** Opening Source passage block **

The Secretary shall make the determination under clause (i) on a per enrollee basis and shall take into account all relevant factors necessary to determine the value of the premium tax credits and cost-sharing reductions that would have been provided to eligible individuals described in clause (i), including the age and income of the enrollee, whether the enrollment is for self-only or family coverage, geographic differences in average spending for health care across rating areas, the health status of the enrollee for purposes of determining risk adjustment payments and reinsurance payments that would have been made if the enrollee had enrolled in a qualified health plan through an Exchange, and whether any reconciliation of the credit or cost-sharing reductions would have occurred if the enrollee had been so enrolled. This determination shall take into consideration the experience of other States with respect to participation in an Exchange and such credits and reductions provided to residents of the other States, with a special focus on enrollees with income below 200 percent of poverty.
The Chief Actuary of the Centers for Medicare & Medicaid Services, in consultation with the Office of Tax Analysis of the Department of the Treasury, shall certify whether the methodology used to make determinations under this subparagraph, and such determinations, meet the requirements of clause (ii). Such certifications shall be based on sufficient data from the State and from comparable States about their experience with programs created by this Act.
The provisions of section 18023 of this title shall apply to a State basic health program, and to standard health plans offered through such program, in the same manner as such rules apply to qualified health plans.
A State may provide that persons eligible to offer standard health plans under a basic health program established under this section may include a licensed health maintenance organization, a licensed health insurance insurer, or a network of health care providers established to offer services under the program.
Any term used in this section which is also used in section 36B of title 26 shall have the meaning given such term by such section.
 So in original. Probably should be “health”.
 So in original. Probably should be preceded by “is”.
The Social Security Act, referred to in subsecs. (c)(4) and (e)(1)(A), (B), is act Aug. 14, 1935, ch. 531, 49 Stat. 620. Titles XIX and XXI of the Act are classified generally to subchapters XIX (§ 1396 et seq.) and XXI (§ 1397aa et seq.), respectively, of chapter 7 of this title. For complete classification of this Act to the Code, see section 1305 of this title and Tables.
This Act, referred to in subsec. (d)(3)(A)(iii), is Pub. L. 111–148, Mar. 23, 2010, 124 Stat. 119, known as the Patient Protection and Affordable Care Act. For complete classification of this Act to the Code, see Short Title note set out under section 18001 of this title and Tables.
2010—Subsec. (d)(3)(A)(i). Pub. L. 111–148, § 10104(o)(1), substituted “95 percent” for “85 percent”.
Subsec. (e)(1)(B). Pub. L. 111–148, § 10104(o)(2), inserted “, or, in the case of an alien lawfully present in the United States, whose income is not greater than 133 percent of the poverty line for the size of the family involved but who is not eligible for the Medicaid program under title XIX of the Social Security Act by reason of such alien status” before semicolon at end.

** Closing Source passage block **
** Opening Extracted entries block **

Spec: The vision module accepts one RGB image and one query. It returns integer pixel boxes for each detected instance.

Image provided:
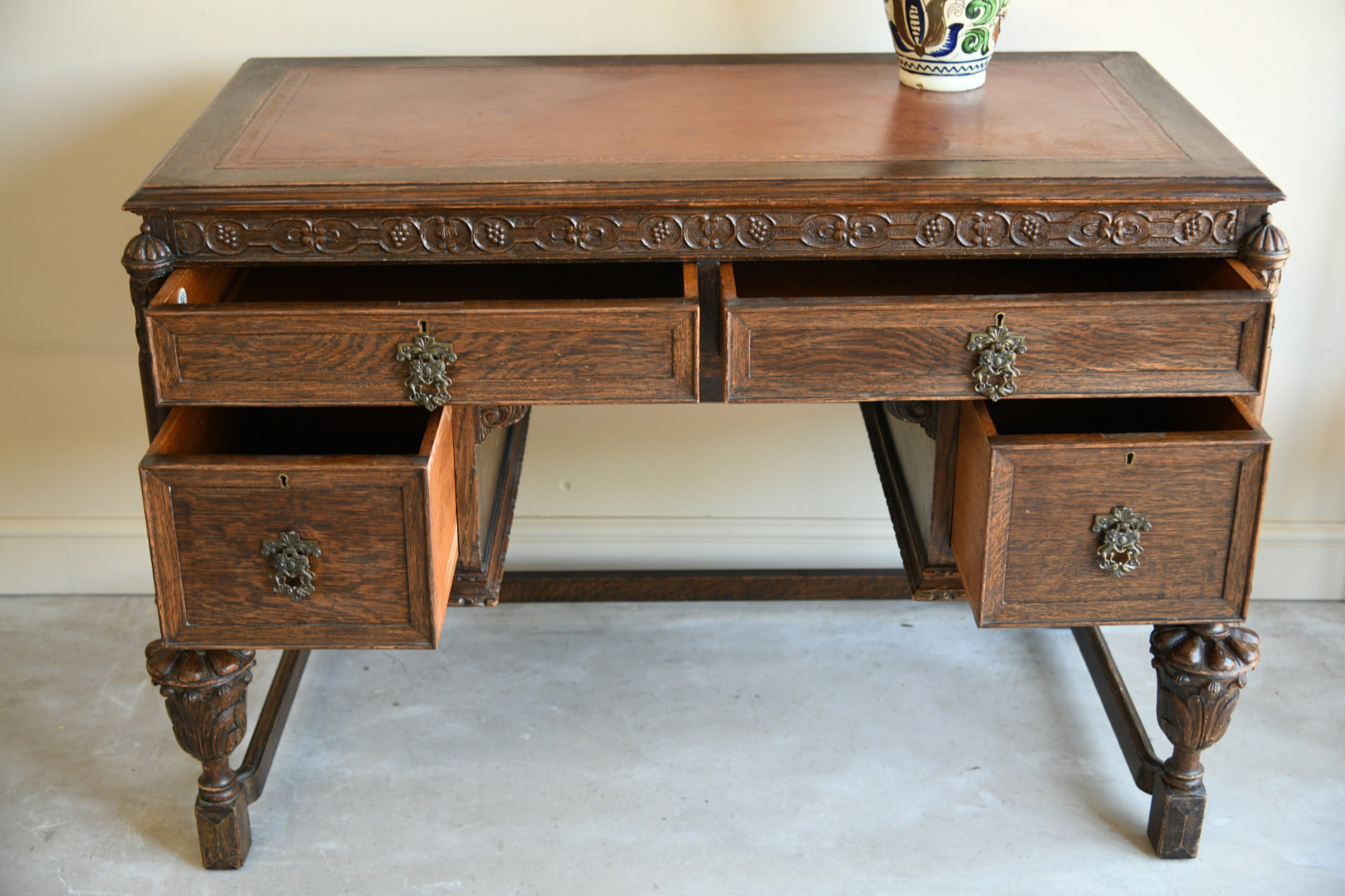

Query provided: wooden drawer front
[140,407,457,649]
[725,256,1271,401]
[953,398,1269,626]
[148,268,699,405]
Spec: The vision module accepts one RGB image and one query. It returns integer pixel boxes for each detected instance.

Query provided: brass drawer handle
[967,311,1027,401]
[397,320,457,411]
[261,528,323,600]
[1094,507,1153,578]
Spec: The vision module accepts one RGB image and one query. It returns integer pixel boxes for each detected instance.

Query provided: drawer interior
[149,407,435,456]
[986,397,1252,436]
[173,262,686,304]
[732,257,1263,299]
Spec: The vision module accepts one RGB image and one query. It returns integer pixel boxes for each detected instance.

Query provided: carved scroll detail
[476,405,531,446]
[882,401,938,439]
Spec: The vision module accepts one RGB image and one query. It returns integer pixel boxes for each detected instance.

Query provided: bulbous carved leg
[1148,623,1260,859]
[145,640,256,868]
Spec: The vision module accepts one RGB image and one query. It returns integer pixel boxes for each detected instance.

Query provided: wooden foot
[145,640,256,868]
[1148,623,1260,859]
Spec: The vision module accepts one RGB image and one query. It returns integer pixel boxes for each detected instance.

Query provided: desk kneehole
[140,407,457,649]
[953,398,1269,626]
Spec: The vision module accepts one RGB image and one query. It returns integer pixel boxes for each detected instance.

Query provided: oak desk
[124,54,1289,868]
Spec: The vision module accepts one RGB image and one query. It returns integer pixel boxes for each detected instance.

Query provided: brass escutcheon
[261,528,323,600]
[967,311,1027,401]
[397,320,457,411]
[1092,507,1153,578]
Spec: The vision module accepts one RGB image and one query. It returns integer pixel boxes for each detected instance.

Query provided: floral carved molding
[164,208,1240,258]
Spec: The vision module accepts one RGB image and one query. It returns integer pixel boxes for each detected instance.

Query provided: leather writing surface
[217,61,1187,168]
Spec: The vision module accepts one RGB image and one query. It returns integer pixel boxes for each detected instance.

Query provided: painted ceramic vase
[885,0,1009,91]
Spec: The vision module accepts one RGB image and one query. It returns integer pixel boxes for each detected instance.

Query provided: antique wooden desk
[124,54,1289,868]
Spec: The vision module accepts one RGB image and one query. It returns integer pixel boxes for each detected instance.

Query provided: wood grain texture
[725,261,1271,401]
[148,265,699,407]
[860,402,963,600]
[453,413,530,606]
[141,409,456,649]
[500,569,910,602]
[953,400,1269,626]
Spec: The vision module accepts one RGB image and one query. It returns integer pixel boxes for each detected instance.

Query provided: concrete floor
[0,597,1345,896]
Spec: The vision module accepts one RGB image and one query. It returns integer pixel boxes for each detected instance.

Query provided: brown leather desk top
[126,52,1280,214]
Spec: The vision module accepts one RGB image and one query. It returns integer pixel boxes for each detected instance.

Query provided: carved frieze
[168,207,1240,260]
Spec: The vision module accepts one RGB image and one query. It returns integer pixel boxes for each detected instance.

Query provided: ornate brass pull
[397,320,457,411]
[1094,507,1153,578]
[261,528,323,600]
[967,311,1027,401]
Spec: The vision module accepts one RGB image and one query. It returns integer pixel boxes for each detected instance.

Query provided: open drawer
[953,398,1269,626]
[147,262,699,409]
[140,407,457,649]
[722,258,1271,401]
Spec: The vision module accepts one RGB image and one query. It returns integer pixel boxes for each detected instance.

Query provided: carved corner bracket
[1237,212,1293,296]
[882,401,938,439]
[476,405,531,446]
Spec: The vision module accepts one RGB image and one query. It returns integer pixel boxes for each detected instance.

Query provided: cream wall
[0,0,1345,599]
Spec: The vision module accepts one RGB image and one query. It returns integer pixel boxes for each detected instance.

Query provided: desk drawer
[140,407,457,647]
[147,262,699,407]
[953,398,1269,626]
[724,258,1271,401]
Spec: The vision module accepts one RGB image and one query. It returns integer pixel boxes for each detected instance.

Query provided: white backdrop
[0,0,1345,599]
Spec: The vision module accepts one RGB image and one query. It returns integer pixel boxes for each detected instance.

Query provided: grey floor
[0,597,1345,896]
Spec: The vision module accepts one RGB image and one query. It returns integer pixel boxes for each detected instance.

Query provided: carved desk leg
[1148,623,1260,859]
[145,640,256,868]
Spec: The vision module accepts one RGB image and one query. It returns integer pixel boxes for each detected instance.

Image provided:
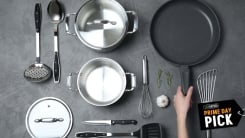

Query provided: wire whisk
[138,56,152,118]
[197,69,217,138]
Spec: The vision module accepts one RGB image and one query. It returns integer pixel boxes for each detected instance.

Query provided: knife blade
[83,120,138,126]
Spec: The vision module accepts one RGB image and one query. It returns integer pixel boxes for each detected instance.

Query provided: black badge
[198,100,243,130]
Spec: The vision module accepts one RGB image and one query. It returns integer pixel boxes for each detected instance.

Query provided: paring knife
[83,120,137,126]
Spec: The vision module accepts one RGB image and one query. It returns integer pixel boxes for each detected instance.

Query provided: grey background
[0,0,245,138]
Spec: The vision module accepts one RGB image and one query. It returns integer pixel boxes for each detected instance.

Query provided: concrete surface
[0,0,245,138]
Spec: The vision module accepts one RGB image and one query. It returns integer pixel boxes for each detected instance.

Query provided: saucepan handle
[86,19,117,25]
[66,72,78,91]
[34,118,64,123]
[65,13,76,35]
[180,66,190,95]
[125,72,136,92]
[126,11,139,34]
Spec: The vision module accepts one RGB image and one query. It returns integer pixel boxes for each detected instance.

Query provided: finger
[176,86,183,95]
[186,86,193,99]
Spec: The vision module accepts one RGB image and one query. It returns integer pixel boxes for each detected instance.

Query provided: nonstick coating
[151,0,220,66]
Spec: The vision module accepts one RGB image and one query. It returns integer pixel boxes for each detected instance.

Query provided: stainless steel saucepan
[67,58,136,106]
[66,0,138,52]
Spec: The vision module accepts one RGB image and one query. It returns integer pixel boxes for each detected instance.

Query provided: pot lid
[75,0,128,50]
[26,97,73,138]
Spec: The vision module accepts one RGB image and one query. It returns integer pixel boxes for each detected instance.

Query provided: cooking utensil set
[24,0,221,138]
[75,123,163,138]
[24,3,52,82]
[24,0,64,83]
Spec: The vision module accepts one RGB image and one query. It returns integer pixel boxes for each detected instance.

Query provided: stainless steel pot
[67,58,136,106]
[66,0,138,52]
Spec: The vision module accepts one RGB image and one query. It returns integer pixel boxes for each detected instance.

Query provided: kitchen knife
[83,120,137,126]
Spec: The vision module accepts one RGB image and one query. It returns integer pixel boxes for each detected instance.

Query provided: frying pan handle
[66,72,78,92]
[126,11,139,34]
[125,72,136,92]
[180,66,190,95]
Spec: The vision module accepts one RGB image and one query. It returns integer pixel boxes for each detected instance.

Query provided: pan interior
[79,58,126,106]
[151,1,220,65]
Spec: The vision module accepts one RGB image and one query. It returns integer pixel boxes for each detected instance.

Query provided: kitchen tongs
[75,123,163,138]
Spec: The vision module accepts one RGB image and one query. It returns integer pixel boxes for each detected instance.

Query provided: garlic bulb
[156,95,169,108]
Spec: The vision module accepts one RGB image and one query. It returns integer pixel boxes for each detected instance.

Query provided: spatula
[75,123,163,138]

** Closing Extracted entries block **

• [Problem set]
a - List each factor that the basic health program passage names as one the Secretary shall take into account when making the per enrollee determination.
b - Retype the basic health program passage between "The provisions of" and "under the program.", inclusive.

• [Expected outputs]
a -
- The age and income of the enrollee
- Whether the enrollment is for self-only or family coverage
- Geographic differences in average spending for health care across rating areas
- The health status of the enrollee for purposes of determining risk adjustment payments and reinsurance payments that would have been made if the enrollee had enrolled in a qualified health plan through an Exchange
- Whether any reconciliation of the credit or cost-sharing reductions would have occurred if the enrollee had been so enrolled

b -
The provisions of section 18023 of this title shall apply to a State basic health program, and to standard health plans offered through such program, in the same manner as such rules apply to qualified health plans.
A State may provide that persons eligible to offer standard health plans under a basic health program established under this section may include a licensed health maintenance organization, a licensed health insurance insurer, or a network of health care providers established to offer services under the program.